◆ WHAT YOU NEED TO DO:
**a.** Translate this sentence from the article on the Speed Art Museum renovation into Spanish: "The new 60,000 square foot north building will double the previous overall square footage and triple the existing gallery space."
**b.** According to the article on the Speed Art Museum renovation, who will head the design of the project?

By Ryan Considine–

The Speed Art Museum will be closing this October for the start of a $50 million renovation plan. The renovations could close the museum’s doors for up to three years.

Emily Gunn, a sophomore fine arts major, wonders how the museum’s closing will affect the second half of her undergraduate career. Past professors have sent her to the Speed for assignments, and she worries they’ll have to send her elsewhere when the campus-based museum is no longer an option.

“I’m a student, an arts student,” Gunn said, outside her class in Schneider Hall, Monday on the Belknap Campus. “If I have to go downtown or somewhere else for class assignments, the cost is going to hurt.”

Teachers and students have mixed emotions about the closing of the museum. Art programs are sometimes reliant on the Speed for assignments and Dr. Benjamin Hufbauer of the Art History Program wonders if the changes will benefit academia.

“I say, ‘you need to go write a research paper on a work of art in the Speed Art Museum. Go see an actual work of art, sketch it and look at it.’ To not be able to do that for three years, that’s kind of rough. Everyone can understand being closed for one year or maybe a year and a half, but three years? That’s almost an entire college career,” said Hufbauer.

Although the museum will be closed to prevent damage to the artwork, the outreach programs and traveling exhibitions will increase. The museum’s collection of Rembrant and Reubens paintings will headline an exhibit in Memphis, Tenn. this month, as a part of their national tour.

Over the last four years, $43 million has been raised for the project through the Speed Capital Campaign including large donations from Dr. Frederick and Elizabeth Cressman and The James Graham Brown Foundation. In order to attract more viewers, the museum will be remodeling the original structures and adding new buildings providing more artwork. Heading the design of the project will be Kulapat Yantrasast, selected from Los Angeles-based wHY Architects.

“In our initial meeting, Kulapat had an immediate understanding of how to clarify our complicated, existing campus, punctuated by thoughtful expansion. The synergy between wHY, the staff and our trustees, was immediate and exciting,” said Charles L. Venable in a recent Speed Art Museum press release.

The new 60,000 square foot north building will double the previous overall square footage and triple the existing gallery space. The building will contain an indoor/outdoor café, museum shop, family education center, contemporary art galleries and a multifunctional pavilion space for lecturing and entertaining.

“The face of the museum will be totally transformed,” read the press release. “We would like to include lots of glass so we can light the building at night, so passerby can see inside the museum and see the people moving around and see the art.”

◆ PROVIDED INFORMATION:
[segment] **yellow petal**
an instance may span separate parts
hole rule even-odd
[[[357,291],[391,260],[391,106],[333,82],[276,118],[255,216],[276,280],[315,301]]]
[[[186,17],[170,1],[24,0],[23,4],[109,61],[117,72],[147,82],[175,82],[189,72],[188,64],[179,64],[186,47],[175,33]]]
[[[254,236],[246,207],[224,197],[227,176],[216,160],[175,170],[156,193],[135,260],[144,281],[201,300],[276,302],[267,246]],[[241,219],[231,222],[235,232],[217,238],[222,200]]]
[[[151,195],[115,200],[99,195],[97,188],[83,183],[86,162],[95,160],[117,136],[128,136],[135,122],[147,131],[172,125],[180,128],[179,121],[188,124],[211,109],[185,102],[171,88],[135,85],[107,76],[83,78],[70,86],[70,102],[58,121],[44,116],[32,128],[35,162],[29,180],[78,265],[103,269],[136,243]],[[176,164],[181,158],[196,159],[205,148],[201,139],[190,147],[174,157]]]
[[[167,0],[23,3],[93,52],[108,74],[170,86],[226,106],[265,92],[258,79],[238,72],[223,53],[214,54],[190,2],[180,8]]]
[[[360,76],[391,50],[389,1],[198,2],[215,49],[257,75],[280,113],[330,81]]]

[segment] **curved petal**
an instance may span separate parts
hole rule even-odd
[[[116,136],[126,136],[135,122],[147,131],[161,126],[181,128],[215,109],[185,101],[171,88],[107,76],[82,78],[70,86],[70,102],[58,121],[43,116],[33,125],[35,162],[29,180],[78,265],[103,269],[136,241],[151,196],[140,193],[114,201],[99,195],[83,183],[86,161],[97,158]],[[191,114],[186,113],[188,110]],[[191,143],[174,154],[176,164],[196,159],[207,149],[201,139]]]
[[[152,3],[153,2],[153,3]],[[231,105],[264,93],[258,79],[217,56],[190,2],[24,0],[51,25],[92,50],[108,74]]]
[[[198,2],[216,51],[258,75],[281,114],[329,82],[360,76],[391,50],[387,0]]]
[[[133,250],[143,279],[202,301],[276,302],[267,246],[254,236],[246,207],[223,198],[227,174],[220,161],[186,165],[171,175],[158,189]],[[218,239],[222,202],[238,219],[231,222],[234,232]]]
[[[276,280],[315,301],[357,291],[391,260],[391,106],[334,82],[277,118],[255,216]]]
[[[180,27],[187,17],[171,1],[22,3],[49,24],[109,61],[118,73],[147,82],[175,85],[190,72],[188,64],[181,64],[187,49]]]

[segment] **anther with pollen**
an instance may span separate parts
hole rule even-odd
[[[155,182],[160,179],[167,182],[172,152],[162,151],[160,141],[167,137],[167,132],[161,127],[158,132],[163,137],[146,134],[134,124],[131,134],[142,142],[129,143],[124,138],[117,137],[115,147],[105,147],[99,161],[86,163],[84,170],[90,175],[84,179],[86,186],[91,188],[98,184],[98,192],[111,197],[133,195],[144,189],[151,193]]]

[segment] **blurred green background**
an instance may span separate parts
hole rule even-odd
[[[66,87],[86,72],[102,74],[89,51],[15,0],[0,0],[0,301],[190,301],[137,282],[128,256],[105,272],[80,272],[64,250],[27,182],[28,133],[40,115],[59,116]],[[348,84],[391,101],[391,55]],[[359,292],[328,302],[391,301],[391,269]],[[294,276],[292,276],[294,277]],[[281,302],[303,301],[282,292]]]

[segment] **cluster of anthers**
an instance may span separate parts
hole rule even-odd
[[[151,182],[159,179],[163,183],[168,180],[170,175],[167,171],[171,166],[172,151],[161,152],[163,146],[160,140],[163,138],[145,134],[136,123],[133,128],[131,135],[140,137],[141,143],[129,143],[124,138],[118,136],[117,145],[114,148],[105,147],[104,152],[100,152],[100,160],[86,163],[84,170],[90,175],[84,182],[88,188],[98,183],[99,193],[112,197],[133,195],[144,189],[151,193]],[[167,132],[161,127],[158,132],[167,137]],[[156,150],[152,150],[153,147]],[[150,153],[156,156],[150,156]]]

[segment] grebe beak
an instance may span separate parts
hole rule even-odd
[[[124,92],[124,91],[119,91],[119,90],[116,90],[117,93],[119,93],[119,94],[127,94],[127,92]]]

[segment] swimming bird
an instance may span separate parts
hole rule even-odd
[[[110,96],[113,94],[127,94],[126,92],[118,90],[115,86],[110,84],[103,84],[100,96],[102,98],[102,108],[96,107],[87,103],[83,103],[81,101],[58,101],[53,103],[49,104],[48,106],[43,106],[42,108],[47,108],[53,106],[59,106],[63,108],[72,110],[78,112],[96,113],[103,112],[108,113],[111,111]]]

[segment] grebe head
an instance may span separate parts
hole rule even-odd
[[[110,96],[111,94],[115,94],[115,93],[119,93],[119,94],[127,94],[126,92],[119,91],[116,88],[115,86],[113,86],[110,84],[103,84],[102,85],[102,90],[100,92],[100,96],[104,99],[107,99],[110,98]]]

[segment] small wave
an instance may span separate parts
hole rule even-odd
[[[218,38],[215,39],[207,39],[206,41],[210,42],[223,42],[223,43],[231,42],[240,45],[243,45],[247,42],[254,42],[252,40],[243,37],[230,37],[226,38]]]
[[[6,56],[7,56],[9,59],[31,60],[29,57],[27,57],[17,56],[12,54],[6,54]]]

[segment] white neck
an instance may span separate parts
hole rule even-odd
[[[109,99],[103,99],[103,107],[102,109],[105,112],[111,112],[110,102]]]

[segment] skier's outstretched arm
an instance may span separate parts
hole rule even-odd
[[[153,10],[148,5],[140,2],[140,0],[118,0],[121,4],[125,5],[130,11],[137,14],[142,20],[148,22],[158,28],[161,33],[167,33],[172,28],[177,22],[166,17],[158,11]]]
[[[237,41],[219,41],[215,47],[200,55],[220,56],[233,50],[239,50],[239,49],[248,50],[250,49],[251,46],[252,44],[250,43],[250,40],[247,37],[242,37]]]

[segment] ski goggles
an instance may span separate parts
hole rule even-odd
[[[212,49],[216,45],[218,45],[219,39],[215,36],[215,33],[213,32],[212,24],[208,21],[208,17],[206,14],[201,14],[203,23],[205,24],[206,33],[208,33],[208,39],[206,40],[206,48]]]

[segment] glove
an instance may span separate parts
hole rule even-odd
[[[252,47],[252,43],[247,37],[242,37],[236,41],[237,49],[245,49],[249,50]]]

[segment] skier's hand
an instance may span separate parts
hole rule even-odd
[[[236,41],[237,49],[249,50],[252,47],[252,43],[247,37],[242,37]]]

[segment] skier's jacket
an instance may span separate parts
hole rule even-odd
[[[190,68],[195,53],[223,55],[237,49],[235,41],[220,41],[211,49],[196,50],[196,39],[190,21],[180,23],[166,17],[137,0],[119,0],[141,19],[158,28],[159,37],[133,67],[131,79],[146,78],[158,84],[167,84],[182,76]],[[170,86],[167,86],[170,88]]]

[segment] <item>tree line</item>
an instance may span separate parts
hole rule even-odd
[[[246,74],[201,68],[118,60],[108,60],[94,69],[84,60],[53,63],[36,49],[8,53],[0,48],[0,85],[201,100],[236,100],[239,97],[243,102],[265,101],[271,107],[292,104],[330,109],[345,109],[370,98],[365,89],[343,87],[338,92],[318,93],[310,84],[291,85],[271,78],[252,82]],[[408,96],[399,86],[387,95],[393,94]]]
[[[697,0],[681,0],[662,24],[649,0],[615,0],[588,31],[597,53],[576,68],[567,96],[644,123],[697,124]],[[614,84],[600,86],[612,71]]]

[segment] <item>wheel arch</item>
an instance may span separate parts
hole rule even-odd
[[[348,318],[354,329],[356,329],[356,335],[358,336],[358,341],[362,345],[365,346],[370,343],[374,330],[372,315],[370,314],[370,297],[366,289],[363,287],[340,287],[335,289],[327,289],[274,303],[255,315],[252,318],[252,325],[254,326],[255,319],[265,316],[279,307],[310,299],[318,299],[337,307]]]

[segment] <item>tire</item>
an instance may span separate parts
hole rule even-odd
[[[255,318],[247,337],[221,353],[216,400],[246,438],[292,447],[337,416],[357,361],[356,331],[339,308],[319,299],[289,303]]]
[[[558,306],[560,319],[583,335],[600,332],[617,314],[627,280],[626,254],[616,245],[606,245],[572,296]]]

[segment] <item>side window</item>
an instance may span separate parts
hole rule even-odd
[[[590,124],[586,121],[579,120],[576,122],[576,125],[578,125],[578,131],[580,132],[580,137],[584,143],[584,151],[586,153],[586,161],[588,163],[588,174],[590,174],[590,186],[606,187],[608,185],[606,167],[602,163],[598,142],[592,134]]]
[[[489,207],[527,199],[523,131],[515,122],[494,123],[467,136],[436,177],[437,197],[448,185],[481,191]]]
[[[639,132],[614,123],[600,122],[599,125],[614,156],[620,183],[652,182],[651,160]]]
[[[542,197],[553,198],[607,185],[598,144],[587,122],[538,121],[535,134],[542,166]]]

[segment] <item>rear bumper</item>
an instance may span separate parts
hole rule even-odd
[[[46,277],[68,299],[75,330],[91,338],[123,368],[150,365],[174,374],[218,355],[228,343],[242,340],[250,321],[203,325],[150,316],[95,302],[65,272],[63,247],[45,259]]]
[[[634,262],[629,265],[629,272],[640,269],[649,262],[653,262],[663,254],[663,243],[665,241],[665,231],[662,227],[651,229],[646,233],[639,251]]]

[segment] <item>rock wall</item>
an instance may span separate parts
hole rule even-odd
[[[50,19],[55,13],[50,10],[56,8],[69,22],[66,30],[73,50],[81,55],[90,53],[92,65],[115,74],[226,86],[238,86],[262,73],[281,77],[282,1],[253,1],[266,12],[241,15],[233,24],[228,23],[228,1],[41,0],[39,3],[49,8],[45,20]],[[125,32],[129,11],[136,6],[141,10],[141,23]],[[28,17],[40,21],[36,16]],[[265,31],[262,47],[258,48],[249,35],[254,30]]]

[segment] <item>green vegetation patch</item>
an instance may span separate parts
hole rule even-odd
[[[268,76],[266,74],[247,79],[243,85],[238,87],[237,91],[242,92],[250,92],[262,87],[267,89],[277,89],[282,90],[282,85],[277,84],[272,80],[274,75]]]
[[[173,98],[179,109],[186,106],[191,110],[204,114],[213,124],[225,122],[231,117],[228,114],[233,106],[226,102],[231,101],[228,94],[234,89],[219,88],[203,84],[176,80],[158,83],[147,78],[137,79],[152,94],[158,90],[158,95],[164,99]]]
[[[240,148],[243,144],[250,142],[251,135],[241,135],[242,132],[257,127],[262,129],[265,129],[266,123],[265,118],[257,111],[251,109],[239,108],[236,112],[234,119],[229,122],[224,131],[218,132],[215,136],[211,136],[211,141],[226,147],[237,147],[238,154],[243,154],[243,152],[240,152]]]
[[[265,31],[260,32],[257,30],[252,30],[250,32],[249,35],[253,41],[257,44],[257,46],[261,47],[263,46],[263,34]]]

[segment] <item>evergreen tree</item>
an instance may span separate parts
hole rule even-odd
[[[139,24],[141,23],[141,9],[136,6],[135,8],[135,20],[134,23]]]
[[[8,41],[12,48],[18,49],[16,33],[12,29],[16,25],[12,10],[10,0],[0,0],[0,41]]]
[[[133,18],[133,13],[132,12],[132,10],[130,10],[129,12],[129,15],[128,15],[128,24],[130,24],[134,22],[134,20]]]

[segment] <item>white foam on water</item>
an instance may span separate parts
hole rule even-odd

◆ ANSWERS TO EACH TASK:
**a.** El nuevo edificio norte de 60.000 pies cuadrados duplicará la superficie total anterior y triplicará el espacio de galerías existente.

**b.** Kulapat Yantrasast of Los Angeles-based wHY Architects.